### Given task
Give every line of the material again, exactly as written.

BEGIN Supplied data

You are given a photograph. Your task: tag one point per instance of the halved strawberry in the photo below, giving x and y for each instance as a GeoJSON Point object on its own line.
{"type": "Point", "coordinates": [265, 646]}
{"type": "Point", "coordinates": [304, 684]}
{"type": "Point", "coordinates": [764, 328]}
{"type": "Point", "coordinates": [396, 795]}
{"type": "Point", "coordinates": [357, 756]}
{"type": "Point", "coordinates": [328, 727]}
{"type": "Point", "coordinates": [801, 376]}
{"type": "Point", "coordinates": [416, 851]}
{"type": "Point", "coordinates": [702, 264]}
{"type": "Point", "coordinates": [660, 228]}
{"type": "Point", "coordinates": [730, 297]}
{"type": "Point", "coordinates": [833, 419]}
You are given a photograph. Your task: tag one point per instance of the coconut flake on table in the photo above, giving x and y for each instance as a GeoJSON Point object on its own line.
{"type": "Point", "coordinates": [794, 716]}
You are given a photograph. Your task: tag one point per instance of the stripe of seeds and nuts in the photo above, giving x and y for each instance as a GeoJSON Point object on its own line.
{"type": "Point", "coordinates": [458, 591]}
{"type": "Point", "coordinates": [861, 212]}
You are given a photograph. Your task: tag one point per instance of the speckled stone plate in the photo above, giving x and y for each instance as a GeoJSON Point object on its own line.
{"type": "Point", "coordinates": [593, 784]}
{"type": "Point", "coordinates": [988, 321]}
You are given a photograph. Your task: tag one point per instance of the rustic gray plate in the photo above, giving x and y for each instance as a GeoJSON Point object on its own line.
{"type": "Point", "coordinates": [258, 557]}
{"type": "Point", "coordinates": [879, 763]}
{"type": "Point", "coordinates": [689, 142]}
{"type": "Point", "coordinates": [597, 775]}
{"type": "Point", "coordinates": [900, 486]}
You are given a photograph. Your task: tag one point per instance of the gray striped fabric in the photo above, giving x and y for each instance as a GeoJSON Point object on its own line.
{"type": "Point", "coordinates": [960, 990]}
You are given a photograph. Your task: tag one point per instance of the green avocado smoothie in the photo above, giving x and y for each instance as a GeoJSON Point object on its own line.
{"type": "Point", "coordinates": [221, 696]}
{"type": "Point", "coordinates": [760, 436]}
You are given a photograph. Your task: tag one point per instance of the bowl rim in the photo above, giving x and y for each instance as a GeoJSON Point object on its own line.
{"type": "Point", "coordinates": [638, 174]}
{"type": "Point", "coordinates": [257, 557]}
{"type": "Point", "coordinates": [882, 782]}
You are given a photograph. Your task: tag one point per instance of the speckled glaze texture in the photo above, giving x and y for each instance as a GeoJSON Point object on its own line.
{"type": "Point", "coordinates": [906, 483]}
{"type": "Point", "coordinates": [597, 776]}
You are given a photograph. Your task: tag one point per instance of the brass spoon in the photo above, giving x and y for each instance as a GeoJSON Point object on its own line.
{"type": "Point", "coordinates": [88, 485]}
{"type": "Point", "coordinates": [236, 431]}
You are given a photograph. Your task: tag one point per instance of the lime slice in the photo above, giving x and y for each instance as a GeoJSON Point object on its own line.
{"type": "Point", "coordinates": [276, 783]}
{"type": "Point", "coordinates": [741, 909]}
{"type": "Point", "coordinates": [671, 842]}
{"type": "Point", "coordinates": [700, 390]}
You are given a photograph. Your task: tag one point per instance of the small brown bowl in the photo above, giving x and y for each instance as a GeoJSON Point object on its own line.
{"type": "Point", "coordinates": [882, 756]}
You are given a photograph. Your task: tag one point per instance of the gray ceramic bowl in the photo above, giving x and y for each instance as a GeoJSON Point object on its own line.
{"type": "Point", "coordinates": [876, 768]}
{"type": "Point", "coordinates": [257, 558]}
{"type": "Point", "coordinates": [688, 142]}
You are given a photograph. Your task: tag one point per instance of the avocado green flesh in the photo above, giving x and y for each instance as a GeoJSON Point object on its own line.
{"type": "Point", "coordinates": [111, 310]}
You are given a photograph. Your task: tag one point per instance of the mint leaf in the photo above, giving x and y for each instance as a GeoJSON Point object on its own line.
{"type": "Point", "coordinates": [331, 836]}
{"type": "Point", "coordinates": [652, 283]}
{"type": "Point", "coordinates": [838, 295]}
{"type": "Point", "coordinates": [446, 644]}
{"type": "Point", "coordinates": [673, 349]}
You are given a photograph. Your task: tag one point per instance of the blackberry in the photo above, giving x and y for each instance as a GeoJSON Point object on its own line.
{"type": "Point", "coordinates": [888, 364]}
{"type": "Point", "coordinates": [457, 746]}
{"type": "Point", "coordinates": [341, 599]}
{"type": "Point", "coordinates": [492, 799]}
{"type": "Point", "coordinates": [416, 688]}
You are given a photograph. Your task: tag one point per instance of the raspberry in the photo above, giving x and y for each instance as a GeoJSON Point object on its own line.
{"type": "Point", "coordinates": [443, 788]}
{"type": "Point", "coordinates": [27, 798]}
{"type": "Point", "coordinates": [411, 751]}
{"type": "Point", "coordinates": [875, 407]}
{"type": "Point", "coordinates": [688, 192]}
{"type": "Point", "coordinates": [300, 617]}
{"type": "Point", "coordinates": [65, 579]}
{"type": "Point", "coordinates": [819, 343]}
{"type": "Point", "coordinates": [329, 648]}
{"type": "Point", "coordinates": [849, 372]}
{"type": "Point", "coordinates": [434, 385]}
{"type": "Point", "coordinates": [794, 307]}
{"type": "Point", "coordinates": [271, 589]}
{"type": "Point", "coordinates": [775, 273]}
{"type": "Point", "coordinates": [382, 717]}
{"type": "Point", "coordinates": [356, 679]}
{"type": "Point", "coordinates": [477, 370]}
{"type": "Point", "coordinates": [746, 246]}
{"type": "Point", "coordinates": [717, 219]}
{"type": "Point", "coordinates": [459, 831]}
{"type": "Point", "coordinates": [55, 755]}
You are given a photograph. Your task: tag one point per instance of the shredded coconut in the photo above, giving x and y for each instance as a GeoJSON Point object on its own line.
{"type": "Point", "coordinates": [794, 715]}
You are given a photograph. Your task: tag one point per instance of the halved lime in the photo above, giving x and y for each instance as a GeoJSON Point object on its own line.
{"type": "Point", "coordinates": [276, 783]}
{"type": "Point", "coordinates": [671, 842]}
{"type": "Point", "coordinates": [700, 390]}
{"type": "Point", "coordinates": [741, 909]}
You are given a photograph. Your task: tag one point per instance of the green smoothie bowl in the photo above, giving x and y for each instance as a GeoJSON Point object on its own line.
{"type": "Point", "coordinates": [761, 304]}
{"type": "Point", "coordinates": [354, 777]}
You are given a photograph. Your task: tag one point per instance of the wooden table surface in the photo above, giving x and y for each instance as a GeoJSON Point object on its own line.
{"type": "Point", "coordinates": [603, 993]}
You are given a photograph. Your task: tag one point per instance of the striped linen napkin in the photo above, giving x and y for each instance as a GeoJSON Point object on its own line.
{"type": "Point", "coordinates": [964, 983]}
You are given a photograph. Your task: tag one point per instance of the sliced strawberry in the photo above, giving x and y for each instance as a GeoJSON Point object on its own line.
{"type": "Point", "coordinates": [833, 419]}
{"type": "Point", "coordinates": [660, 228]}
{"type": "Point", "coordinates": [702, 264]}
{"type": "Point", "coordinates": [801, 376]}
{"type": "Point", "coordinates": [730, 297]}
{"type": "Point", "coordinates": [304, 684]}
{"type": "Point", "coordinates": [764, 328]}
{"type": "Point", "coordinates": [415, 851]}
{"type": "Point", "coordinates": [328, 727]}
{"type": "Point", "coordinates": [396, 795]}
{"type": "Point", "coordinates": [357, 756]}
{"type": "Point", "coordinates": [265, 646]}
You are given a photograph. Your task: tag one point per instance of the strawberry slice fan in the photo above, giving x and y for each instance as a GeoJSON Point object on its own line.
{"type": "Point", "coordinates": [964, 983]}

END Supplied data

### Answer for the task
You are given a photograph. Your task: tag one point per instance of the halved strawberry in the photo below, giving x and y for each instance as a GeoJSON Point object on its own line.
{"type": "Point", "coordinates": [265, 646]}
{"type": "Point", "coordinates": [304, 684]}
{"type": "Point", "coordinates": [764, 328]}
{"type": "Point", "coordinates": [396, 795]}
{"type": "Point", "coordinates": [357, 756]}
{"type": "Point", "coordinates": [328, 727]}
{"type": "Point", "coordinates": [801, 376]}
{"type": "Point", "coordinates": [416, 851]}
{"type": "Point", "coordinates": [702, 264]}
{"type": "Point", "coordinates": [660, 228]}
{"type": "Point", "coordinates": [730, 297]}
{"type": "Point", "coordinates": [833, 419]}
You are given a photograph. Your task: tag one point per instance of the coconut flake on table in the photo above, giving x and y for each instance as a GeoJSON Point object on its own line.
{"type": "Point", "coordinates": [794, 716]}
You are given a photograph. Your task: tag one point per instance of the stripe of seeds and nuts in the photo above, giving x and y for each instance as a GeoJSON Point object on its own line.
{"type": "Point", "coordinates": [458, 591]}
{"type": "Point", "coordinates": [861, 212]}
You are given a photograph. Your task: tag one point per instance of the speckled stone plate in the photo above, giving x and y for each instance as a GeoJSON Point object on its own line.
{"type": "Point", "coordinates": [593, 784]}
{"type": "Point", "coordinates": [988, 321]}
You are given a photograph. Your task: tag one point per instance of the rustic gray plate in the photo above, giving x and y for each instance as a GeoJSON Point object on its own line.
{"type": "Point", "coordinates": [258, 557]}
{"type": "Point", "coordinates": [879, 763]}
{"type": "Point", "coordinates": [689, 142]}
{"type": "Point", "coordinates": [597, 775]}
{"type": "Point", "coordinates": [900, 486]}
You are given a photograph. Your task: tag one point per instance of the gray striped fabric in the photo above, giving x and y for each instance as a GeoJSON Point object on its own line.
{"type": "Point", "coordinates": [960, 990]}
You are given a photograph. Your task: tag one point per instance of the green avocado smoothie in the photo above, giving x and y for each instance as a GeoJSON Point object on its own line.
{"type": "Point", "coordinates": [221, 696]}
{"type": "Point", "coordinates": [760, 436]}
You are given a photograph. Your task: tag one point per instance of the bowl rim in the photo above, giving x and y for each instance as a GeoJSON Point object on its own line.
{"type": "Point", "coordinates": [638, 174]}
{"type": "Point", "coordinates": [257, 557]}
{"type": "Point", "coordinates": [882, 782]}
You are given a photograph. Your task: tag one point per instance of the speckled glaze texture in the photo above, giving x and y for each instance as a GeoJSON Point object on its own line.
{"type": "Point", "coordinates": [906, 483]}
{"type": "Point", "coordinates": [597, 776]}
You are given a photograph. Your task: tag one point per instance of the brass spoon in the photo above, giving x and y for each instance as a GeoJSON Point object on its own line.
{"type": "Point", "coordinates": [88, 485]}
{"type": "Point", "coordinates": [236, 431]}
You are given a photograph. Your task: tag one point per instance of the lime slice in the photo above, giving x and y for each instance as a GeoJSON Point object on its own line.
{"type": "Point", "coordinates": [276, 783]}
{"type": "Point", "coordinates": [741, 909]}
{"type": "Point", "coordinates": [671, 842]}
{"type": "Point", "coordinates": [700, 390]}
You are given a photograph. Your task: tag one point per instance of the small brown bowl in the photo above, giving x and y for each instance as a GeoJSON Point object on its own line.
{"type": "Point", "coordinates": [882, 756]}
You are given a photograph. Your task: tag one point per instance of the gray ceramic bowl in the photo above, giving x and y for each instance as a GeoJSON Point object on its own line.
{"type": "Point", "coordinates": [876, 768]}
{"type": "Point", "coordinates": [257, 558]}
{"type": "Point", "coordinates": [688, 142]}
You are given a photograph. Your task: tag one point per instance of the avocado green flesh in the photo above, giving x and y for each instance as a GeoJSON Point object on its own line.
{"type": "Point", "coordinates": [111, 310]}
You are given a photograph. Your task: tag one point per instance of the mint leaf in the photo above, giving x and y for each instance as a GeoJSON Point object on its own line.
{"type": "Point", "coordinates": [331, 836]}
{"type": "Point", "coordinates": [652, 283]}
{"type": "Point", "coordinates": [838, 295]}
{"type": "Point", "coordinates": [446, 644]}
{"type": "Point", "coordinates": [673, 349]}
You are given a photograph. Your task: tag one point per instance of the blackberry in the photo above, giving x and y for each instance as a GeoJSON Point object on its own line.
{"type": "Point", "coordinates": [888, 364]}
{"type": "Point", "coordinates": [457, 746]}
{"type": "Point", "coordinates": [341, 599]}
{"type": "Point", "coordinates": [492, 799]}
{"type": "Point", "coordinates": [416, 688]}
You are given a photograph. Your task: tag one point per instance of the raspberry in the photo above, giving x and y for each instance as a GeoJSON Point object on its own line.
{"type": "Point", "coordinates": [443, 788]}
{"type": "Point", "coordinates": [27, 798]}
{"type": "Point", "coordinates": [411, 751]}
{"type": "Point", "coordinates": [875, 407]}
{"type": "Point", "coordinates": [688, 192]}
{"type": "Point", "coordinates": [300, 617]}
{"type": "Point", "coordinates": [65, 579]}
{"type": "Point", "coordinates": [819, 343]}
{"type": "Point", "coordinates": [329, 648]}
{"type": "Point", "coordinates": [849, 372]}
{"type": "Point", "coordinates": [434, 385]}
{"type": "Point", "coordinates": [794, 307]}
{"type": "Point", "coordinates": [271, 589]}
{"type": "Point", "coordinates": [775, 273]}
{"type": "Point", "coordinates": [382, 717]}
{"type": "Point", "coordinates": [356, 679]}
{"type": "Point", "coordinates": [477, 370]}
{"type": "Point", "coordinates": [746, 246]}
{"type": "Point", "coordinates": [717, 219]}
{"type": "Point", "coordinates": [459, 831]}
{"type": "Point", "coordinates": [55, 755]}
You are given a photograph. Your task: tag one point per instance of the shredded coconut in the photo above, giving x and y for each instance as a GeoJSON Point object on its own line.
{"type": "Point", "coordinates": [794, 715]}
You are given a photograph. Your task: tag one point per instance of the halved lime in the photo above, giving x and y for each instance as a GeoJSON Point object on its own line.
{"type": "Point", "coordinates": [276, 783]}
{"type": "Point", "coordinates": [671, 842]}
{"type": "Point", "coordinates": [700, 390]}
{"type": "Point", "coordinates": [741, 909]}
You are given a photograph. Your task: tag one point per instance of the green smoothie bowl in the photo above, giving x and y for each instance as a GeoJSON Point object on its own line.
{"type": "Point", "coordinates": [761, 304]}
{"type": "Point", "coordinates": [354, 777]}
You are given a photograph. Your task: tag one point per instance of the wooden table surface in the photo above, giving x and y for each instance as a GeoJSON Point object on its own line.
{"type": "Point", "coordinates": [603, 993]}
You are given a photograph. Your task: tag one point per instance of the striped linen napkin in the photo above, giving x and y for each instance as a GeoJSON Point object on its own line.
{"type": "Point", "coordinates": [964, 983]}
You are given a photograph. Your task: tag one point per instance of the sliced strawberry in the photo above, giving x and y for each instance as a GeoJSON Point object on its own line.
{"type": "Point", "coordinates": [833, 419]}
{"type": "Point", "coordinates": [660, 228]}
{"type": "Point", "coordinates": [702, 264]}
{"type": "Point", "coordinates": [801, 376]}
{"type": "Point", "coordinates": [730, 297]}
{"type": "Point", "coordinates": [304, 684]}
{"type": "Point", "coordinates": [764, 328]}
{"type": "Point", "coordinates": [415, 851]}
{"type": "Point", "coordinates": [328, 727]}
{"type": "Point", "coordinates": [396, 795]}
{"type": "Point", "coordinates": [357, 756]}
{"type": "Point", "coordinates": [265, 646]}
You are given a photograph. Your task: tag one point per instance of the strawberry slice fan in the photo above, giving x and y for each instance as a GeoJSON Point object on its own line.
{"type": "Point", "coordinates": [964, 983]}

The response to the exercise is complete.